■ **Task goal**
Repeat every one of the rows below word for word, with no line changed or left out.

[Entries from a set of point annotations]
· · · · · · ·

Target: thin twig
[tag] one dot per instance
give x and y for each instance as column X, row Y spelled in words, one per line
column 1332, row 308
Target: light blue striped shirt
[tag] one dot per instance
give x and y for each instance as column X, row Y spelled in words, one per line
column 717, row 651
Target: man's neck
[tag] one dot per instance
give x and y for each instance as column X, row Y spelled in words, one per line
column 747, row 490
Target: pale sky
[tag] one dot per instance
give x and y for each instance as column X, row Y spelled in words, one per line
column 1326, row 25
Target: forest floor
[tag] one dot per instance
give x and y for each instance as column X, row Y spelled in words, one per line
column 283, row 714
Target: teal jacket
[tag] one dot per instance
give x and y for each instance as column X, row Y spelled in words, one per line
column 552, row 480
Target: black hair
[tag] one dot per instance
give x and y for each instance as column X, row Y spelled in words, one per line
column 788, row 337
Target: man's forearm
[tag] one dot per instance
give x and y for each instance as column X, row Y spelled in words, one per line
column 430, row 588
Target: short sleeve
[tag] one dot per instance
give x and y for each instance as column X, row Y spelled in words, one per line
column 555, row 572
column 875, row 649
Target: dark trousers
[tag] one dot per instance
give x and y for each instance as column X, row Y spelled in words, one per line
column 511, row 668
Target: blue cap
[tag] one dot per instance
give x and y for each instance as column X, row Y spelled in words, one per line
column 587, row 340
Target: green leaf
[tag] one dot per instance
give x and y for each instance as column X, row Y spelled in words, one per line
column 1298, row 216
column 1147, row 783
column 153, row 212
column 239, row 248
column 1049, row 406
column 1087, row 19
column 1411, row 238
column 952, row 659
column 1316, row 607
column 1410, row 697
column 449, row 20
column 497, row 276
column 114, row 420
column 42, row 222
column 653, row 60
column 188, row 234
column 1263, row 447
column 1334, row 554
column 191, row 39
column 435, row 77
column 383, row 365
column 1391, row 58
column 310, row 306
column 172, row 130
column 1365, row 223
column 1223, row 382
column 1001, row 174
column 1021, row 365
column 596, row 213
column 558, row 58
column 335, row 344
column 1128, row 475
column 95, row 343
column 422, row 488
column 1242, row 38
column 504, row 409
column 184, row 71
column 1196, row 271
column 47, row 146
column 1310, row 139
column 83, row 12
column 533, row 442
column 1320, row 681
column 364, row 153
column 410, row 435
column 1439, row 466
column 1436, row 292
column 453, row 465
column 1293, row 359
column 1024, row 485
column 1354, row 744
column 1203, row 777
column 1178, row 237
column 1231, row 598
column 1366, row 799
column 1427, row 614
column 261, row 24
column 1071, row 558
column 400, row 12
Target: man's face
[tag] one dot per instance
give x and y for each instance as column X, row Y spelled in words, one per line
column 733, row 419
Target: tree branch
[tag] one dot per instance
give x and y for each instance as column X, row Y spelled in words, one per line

· · · · · · ·

■ **Response to this task**
Target: thin twig
[tag] one dot per instance
give x and y for each instance as column X, row Y spelled in words, one per line
column 1332, row 308
Target: light blue striped shirt
[tag] one dot per instance
give x and y for each instance as column X, row Y spelled in words, one per line
column 717, row 651
Target: man's neck
[tag] one dot per instance
give x and y for each instance as column X, row Y spelled in words, one per line
column 747, row 490
Target: pale sky
[tag] one dot per instance
give x and y for each instance as column X, row Y spelled in words, one per line
column 1326, row 25
Target: forest floor
[tag] one dot per instance
give x and y for each instance as column X, row Y spelled in words, one per line
column 283, row 714
Target: teal jacket
[tag] one dot per instance
give x and y for each instance as column X, row Y spelled in words, one per line
column 552, row 480
Target: black hair
[tag] one dot per instance
give x and y for each instance as column X, row Y spelled in words, one per line
column 788, row 337
Target: man's forearm
[tag] one dot per instance
give x and y for each instance as column X, row Y spelled in words, one per line
column 430, row 588
Target: short sleeve
[tag] one dot per instance
give x and y for each instance as column X, row Y spelled in words, one per line
column 555, row 572
column 875, row 649
Target: dark trousers
[tag] one dot per instance
give x and y for each instance as column X, row Y spelled in words, one per line
column 511, row 668
Target: blue cap
[tag] one dot per instance
give x and y for each instance as column X, row Y spelled in words, one per line
column 587, row 340
Target: green leaf
[tag] one dot per instance
give x and y for each instance as column X, row Y spelled in words, one per line
column 1298, row 216
column 1147, row 783
column 153, row 212
column 239, row 248
column 1049, row 406
column 1087, row 19
column 1411, row 238
column 952, row 659
column 1316, row 607
column 1410, row 697
column 449, row 20
column 497, row 276
column 114, row 420
column 42, row 222
column 653, row 60
column 188, row 234
column 1263, row 447
column 1334, row 554
column 191, row 39
column 435, row 77
column 383, row 365
column 1391, row 58
column 310, row 306
column 172, row 130
column 1365, row 223
column 1223, row 382
column 1001, row 174
column 1021, row 365
column 596, row 213
column 558, row 58
column 335, row 344
column 1128, row 475
column 95, row 343
column 422, row 488
column 1242, row 38
column 504, row 409
column 184, row 71
column 1196, row 271
column 47, row 146
column 1310, row 139
column 83, row 12
column 533, row 442
column 1320, row 681
column 364, row 153
column 410, row 435
column 1439, row 466
column 1436, row 292
column 453, row 465
column 1293, row 359
column 1024, row 485
column 1354, row 744
column 1203, row 777
column 1178, row 237
column 1231, row 598
column 1366, row 799
column 1427, row 614
column 261, row 24
column 1071, row 558
column 400, row 12
Target: man's face
[tag] one dot per instance
give x and y for each instance as column X, row Y spelled in words, one per line
column 733, row 419
Target: tree branch
[tag] one dot per instance
give x and y for each instance as column X, row Y spelled in words, one per line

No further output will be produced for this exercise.